[Start of section]

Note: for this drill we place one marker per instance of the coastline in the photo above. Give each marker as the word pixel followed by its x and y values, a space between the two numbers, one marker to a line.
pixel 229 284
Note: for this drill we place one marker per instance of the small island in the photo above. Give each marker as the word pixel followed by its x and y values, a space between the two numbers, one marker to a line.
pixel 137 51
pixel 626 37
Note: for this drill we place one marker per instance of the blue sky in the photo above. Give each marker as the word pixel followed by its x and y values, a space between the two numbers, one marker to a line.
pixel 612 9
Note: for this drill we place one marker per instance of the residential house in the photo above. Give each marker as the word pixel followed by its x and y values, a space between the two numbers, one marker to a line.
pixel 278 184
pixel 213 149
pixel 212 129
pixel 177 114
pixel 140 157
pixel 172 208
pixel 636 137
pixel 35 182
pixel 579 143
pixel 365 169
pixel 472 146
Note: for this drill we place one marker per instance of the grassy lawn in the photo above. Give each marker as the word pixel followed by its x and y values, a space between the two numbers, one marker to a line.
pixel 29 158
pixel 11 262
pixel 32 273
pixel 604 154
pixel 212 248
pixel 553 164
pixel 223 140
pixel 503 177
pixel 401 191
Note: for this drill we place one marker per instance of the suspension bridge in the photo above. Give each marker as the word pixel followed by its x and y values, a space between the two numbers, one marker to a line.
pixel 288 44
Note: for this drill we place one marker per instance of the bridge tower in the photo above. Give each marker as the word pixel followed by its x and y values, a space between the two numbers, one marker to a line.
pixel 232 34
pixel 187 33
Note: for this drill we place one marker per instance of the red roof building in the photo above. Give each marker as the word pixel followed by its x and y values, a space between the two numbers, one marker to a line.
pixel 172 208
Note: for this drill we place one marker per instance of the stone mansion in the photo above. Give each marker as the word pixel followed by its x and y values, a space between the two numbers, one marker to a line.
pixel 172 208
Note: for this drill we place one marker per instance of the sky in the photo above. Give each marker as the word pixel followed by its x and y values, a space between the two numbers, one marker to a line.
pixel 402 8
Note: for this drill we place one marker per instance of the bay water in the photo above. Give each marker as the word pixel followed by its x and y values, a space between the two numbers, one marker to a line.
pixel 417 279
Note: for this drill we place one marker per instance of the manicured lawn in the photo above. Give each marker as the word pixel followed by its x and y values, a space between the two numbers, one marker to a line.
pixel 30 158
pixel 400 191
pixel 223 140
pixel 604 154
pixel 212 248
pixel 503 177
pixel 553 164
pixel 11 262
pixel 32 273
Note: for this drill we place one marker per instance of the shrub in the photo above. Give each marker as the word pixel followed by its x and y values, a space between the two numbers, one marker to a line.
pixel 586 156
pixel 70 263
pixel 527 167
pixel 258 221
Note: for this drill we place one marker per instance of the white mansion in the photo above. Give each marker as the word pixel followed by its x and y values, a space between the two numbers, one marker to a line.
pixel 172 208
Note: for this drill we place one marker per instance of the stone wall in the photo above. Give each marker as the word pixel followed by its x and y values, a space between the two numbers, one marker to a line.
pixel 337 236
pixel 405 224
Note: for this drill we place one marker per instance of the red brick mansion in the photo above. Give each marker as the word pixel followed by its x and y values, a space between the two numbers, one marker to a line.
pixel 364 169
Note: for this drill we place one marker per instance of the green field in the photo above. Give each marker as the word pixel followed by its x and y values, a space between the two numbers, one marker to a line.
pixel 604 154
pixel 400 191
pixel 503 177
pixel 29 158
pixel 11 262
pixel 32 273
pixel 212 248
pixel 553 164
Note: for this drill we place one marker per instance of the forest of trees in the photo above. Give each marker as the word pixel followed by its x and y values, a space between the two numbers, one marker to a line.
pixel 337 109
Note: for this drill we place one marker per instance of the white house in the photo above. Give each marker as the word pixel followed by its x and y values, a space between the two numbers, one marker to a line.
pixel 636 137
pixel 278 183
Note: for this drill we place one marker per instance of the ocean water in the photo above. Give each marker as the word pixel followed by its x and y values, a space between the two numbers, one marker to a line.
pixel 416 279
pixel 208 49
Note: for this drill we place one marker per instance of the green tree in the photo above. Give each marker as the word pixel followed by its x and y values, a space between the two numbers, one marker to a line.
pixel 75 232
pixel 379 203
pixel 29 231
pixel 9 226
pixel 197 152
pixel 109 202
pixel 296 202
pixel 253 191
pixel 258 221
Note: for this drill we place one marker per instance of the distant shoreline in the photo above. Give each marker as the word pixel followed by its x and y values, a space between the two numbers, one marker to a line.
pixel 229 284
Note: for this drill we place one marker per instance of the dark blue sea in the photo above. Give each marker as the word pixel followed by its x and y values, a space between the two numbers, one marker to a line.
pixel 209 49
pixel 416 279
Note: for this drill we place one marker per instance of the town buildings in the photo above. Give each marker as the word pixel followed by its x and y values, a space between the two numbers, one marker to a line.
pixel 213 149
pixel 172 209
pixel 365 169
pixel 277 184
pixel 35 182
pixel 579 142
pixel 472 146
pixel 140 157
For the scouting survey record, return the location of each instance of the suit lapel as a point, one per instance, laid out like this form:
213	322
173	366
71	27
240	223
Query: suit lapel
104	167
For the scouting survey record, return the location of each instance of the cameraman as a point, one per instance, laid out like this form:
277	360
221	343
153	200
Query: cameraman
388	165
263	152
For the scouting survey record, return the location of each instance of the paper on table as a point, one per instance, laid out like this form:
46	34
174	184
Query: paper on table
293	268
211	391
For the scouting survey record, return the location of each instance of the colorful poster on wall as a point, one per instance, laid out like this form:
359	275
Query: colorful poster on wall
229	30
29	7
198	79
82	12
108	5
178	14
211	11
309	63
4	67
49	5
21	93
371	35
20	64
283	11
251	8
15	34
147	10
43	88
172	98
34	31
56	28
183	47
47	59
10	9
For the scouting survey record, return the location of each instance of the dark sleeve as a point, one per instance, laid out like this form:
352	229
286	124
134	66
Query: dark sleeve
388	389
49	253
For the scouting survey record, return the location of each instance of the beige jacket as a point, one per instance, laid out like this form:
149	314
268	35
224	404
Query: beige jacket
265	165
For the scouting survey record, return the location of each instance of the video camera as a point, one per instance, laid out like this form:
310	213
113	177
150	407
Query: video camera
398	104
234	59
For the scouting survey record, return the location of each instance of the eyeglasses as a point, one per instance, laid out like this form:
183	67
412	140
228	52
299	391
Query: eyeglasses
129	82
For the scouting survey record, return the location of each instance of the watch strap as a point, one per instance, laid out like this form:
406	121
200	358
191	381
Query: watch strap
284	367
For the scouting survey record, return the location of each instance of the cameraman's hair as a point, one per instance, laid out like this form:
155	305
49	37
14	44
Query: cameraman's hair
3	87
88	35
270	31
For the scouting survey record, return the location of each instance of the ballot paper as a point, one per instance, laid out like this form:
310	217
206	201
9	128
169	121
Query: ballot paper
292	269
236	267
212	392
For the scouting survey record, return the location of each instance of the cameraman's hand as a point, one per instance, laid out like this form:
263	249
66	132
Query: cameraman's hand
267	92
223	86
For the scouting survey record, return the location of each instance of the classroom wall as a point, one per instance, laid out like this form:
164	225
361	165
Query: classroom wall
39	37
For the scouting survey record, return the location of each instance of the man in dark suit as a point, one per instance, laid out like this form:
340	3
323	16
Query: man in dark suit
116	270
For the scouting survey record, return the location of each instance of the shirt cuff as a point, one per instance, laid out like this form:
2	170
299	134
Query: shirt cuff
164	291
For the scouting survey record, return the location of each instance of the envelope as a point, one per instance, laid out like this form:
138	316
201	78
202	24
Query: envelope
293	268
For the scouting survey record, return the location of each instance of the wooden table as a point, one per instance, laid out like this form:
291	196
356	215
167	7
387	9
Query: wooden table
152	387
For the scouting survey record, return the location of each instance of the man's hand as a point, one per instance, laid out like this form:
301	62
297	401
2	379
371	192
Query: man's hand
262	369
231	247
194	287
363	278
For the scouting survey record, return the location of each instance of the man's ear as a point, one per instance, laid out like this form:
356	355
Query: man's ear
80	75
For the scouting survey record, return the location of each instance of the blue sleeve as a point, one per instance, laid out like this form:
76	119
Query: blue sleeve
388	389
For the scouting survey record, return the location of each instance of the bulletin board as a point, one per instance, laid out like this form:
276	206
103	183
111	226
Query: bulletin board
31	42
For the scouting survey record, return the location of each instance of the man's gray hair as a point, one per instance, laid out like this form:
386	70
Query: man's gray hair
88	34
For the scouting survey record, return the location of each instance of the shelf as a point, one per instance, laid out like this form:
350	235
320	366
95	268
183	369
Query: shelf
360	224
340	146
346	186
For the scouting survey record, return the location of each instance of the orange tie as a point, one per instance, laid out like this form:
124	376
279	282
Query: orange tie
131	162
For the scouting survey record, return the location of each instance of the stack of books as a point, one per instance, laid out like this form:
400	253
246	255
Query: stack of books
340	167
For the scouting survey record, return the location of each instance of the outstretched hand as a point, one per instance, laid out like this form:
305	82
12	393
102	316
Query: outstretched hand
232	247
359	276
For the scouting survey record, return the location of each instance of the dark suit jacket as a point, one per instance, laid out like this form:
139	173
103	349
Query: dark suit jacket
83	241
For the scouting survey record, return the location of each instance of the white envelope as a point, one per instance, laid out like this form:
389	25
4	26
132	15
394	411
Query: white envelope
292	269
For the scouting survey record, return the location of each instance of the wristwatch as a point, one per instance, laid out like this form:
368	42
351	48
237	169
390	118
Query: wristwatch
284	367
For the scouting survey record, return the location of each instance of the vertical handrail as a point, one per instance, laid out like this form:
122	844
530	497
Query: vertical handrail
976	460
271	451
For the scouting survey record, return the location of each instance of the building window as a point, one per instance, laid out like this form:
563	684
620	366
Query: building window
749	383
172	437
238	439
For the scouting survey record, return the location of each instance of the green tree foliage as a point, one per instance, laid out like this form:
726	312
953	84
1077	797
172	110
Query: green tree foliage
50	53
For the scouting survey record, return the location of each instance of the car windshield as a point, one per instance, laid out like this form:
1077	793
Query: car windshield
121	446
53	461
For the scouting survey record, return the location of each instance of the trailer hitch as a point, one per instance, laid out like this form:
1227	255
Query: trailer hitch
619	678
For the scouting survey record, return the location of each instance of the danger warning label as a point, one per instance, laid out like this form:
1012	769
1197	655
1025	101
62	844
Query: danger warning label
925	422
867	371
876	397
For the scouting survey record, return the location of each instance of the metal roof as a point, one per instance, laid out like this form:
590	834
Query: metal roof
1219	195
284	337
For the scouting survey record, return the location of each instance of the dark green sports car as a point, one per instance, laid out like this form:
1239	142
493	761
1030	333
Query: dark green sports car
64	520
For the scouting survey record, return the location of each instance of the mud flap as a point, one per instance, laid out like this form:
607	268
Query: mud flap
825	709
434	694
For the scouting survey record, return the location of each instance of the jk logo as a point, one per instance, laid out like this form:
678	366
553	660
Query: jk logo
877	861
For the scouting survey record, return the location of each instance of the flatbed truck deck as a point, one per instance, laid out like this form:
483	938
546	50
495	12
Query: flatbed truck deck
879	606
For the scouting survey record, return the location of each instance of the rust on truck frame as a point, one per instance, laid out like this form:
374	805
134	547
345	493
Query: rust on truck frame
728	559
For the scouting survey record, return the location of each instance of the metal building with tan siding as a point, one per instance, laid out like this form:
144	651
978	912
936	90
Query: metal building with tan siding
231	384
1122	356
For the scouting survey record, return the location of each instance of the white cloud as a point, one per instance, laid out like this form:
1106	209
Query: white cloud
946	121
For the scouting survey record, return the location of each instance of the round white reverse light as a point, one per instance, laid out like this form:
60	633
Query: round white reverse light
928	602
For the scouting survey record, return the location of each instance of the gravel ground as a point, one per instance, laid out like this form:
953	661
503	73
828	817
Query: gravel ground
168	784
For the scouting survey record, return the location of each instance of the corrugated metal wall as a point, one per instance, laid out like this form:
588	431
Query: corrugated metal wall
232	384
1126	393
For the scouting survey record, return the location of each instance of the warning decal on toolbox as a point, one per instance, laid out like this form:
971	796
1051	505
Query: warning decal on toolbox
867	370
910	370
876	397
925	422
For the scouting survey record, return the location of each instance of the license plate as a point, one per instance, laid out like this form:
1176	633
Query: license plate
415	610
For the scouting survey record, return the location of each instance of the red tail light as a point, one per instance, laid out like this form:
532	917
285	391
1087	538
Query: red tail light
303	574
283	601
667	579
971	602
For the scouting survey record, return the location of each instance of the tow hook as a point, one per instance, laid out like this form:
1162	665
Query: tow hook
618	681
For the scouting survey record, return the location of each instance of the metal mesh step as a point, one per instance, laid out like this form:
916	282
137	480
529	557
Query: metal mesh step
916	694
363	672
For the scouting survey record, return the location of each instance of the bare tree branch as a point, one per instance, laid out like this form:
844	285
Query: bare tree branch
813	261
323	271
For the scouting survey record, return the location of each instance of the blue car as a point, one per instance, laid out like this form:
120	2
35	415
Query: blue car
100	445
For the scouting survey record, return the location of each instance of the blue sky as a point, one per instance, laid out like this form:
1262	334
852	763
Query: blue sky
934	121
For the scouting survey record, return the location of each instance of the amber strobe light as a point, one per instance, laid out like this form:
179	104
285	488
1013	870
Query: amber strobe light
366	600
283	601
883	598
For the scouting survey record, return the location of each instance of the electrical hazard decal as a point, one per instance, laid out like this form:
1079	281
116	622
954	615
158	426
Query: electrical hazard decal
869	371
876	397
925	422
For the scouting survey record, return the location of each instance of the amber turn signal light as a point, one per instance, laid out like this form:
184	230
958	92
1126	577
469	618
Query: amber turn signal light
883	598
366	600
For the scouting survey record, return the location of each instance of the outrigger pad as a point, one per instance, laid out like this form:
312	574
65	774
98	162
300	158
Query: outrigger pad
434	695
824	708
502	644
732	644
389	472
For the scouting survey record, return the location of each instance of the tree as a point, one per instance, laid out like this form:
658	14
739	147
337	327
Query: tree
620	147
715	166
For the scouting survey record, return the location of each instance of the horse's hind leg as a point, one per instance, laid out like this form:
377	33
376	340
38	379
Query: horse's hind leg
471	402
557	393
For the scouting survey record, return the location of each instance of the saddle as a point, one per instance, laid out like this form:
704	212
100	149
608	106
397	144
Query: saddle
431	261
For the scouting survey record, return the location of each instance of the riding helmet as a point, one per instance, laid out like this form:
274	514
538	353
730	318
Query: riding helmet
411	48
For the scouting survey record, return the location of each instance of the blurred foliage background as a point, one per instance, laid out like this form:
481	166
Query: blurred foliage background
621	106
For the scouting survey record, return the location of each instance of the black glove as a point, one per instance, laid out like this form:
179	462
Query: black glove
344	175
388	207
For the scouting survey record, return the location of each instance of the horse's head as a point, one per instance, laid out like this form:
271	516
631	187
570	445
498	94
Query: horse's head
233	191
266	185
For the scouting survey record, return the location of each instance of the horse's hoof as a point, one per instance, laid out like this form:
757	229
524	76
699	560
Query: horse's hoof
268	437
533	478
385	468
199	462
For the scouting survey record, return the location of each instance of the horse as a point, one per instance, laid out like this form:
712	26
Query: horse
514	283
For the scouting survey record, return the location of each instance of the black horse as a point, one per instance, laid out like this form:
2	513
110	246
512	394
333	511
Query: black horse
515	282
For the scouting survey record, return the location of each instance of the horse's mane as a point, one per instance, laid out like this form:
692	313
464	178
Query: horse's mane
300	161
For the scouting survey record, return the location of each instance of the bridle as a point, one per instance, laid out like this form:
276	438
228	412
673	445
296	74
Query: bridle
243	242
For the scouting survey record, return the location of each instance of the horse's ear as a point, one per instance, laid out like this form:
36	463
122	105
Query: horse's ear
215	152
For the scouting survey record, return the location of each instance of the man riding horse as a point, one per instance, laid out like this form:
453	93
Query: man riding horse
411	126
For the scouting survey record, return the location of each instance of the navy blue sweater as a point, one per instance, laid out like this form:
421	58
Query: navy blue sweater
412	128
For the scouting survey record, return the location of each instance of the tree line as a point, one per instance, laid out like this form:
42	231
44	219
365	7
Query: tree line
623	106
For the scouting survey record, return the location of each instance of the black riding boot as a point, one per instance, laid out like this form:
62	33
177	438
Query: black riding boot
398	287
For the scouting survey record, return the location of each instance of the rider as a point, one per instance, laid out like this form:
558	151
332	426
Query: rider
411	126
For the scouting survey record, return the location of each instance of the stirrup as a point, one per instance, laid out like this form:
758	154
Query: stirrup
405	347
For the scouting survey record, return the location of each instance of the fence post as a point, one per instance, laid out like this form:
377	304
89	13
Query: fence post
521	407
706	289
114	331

[End of section]

▶ PROBLEM STATEMENT
Transcribe each line of the data above, unaltered, from the one where "Query: cameraman's hair" appears to the one where "the cameraman's hand" appears, inclusive of both.

▶ SOLUTION TO THIS TASK
Query: cameraman's hair
3	87
88	35
270	31
For the scouting survey record, return the location of each instance of the ballot paper as a point, one per instance, laid out like this form:
310	217
206	201
9	128
169	121
Query: ballot paper
292	269
236	267
212	392
For the scouting survey record, return the location of each instance of the cameraman's hand as a point, one per instance, laid out like this form:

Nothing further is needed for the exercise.